> [Travail à faire]
1. Pour chaque affirmation, indiquez par oui ou non si elle concorde avec l'extrait sur le Tibet, et citez les mots du texte qui permettent de trancher. (a) Les Tibétains réclament l'indépendance vis-à-vis de la Chine. (b) La Chine a annoncé qu'elle désignerait elle-même le prochain Dalaï Lama. (c) Les Jeux Olympiques de Pékin doivent se tenir en hiver.
2. D'après l'extrait sur le Tibet, à quels Jeux Olympiques antérieurs le boycott envisagé fait-il penser ?

> [Extrait cité]
....
Quelques mois après la Birmanie, c'est un autre peuple bouddhiste qui se rebelle contre un pouvoir despotique. Il s'agit cette fois-ci des Tibétains qui se soulèvent contre la colonisation chinoise qui vise explicitement à transformer le Tibet en une province ordinaire de la Chine. Après des décennies passées à respecter la ligne pacifiste du Dalaï Lama, chef spirituel et chef du gouvernement en exil du Tibet, les jeunes Tibétains semblent ne plus avoir de patience, alors qu'ils craignent que la disparition du Dalaï Lama n'enterre à jamais l'identité du Tibet. La Chine a d'ores et déjà prévenu qu'elle mettrait elle-même en place le Dalaï Lama de son choix lorsque Tenzin Gyatso décèderait. Du reste, les Tibétains ne réclament pas l'indépendance vis-à-vis de la Chine, mais seulement l'autonomie, et la limitation de la colonisation qui fait disparaître leur culture. Mais le pouvoir chinois voit la question du Tibet comme celle de Taïwan : ce sont des territoires qui lui reviennent, et cela n'est pas négotiable. Ces points sont au coeur de la doctrine nationaliste chinoise, et reculer reviendrait à perdre gravement la face pour les Chinois. S'il y a bien un domaine où le comportement chinois peut être prédit avec certitude, c'est celui-là. L'intérêt du Parti Communiste Chinois passe avant tout, viennent ensuite les intérêts vitaux de la Chine dont le Tibet fait parti, les questions d'image ou de commerce viennent bien, bien après.

L'Occident assiste désoeuvré à la répression chinoise au Tibet. Que peut-il faire ? Les économies occidentales sont désormais trop dépendantes de la Chine pour envisager sérieusement des sanctions commerciales. Les diplomates et les chefs d'Etat peuvent critiquer la Chine lors des rencontres officielles sur la question des droits de l'homme, c'est nécessaire pour pouvoir continuer à se regarder dans la glace, mais il n'y a aucune chance que cela fasse changer le gouvernement chinois de politique. Actuellement, un mouvement se créé pour appeler au boycott des Jeux Olympiques qui auront lieu à Pékin à l'été. L'idée serait de montrer que l'on ne cautionne pas les agissements chinois, de ne pas vouloir participer à ce qui risque une célébration de la gloire chinoise, rappelant un peu ce qu'il se passa aux Jeux de Berlin en 1936. L'intention est sincère et louable, mais en terme d'efficacité, cela ne peut être que limité.
....
> [Données enregistrées]
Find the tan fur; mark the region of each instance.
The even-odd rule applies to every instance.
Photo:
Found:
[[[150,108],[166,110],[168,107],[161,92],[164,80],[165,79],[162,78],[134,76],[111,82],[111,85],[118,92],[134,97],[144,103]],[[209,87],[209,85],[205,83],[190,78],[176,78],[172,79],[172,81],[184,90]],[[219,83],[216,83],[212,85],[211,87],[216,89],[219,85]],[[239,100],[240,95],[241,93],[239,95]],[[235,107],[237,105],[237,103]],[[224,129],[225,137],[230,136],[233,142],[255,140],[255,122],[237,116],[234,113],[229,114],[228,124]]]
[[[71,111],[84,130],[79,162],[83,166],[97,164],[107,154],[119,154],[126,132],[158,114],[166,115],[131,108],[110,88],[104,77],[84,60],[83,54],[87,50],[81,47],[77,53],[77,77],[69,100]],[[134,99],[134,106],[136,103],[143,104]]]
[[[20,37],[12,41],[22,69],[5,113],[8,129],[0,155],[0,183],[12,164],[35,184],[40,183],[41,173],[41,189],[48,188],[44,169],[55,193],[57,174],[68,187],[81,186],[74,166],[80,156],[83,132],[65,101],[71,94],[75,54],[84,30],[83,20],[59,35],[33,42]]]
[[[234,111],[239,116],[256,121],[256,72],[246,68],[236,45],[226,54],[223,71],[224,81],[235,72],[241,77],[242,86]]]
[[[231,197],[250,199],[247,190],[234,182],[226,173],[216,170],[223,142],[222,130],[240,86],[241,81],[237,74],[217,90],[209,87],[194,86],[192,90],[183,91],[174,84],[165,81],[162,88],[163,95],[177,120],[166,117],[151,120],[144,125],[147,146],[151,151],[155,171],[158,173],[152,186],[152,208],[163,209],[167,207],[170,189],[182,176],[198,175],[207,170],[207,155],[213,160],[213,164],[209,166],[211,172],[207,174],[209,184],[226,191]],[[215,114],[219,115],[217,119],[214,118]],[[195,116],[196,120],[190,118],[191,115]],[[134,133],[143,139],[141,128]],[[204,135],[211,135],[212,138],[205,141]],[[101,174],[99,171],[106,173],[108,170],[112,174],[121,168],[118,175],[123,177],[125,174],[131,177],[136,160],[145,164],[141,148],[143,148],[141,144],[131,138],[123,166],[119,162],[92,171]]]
....
> [Réponses dans l'ordre]
1.
(a) Non : « les Tibétains ne réclament pas l'indépendance vis-à-vis de la Chine, mais seulement l'autonomie »
(b) Oui : « La Chine a d'ores et déjà prévenu qu'elle mettrait elle-même en place le Dalaï Lama de son choix »
(c) Non : « qui auront lieu à Pékin à l'été »

2. Aux Jeux de Berlin en 1936.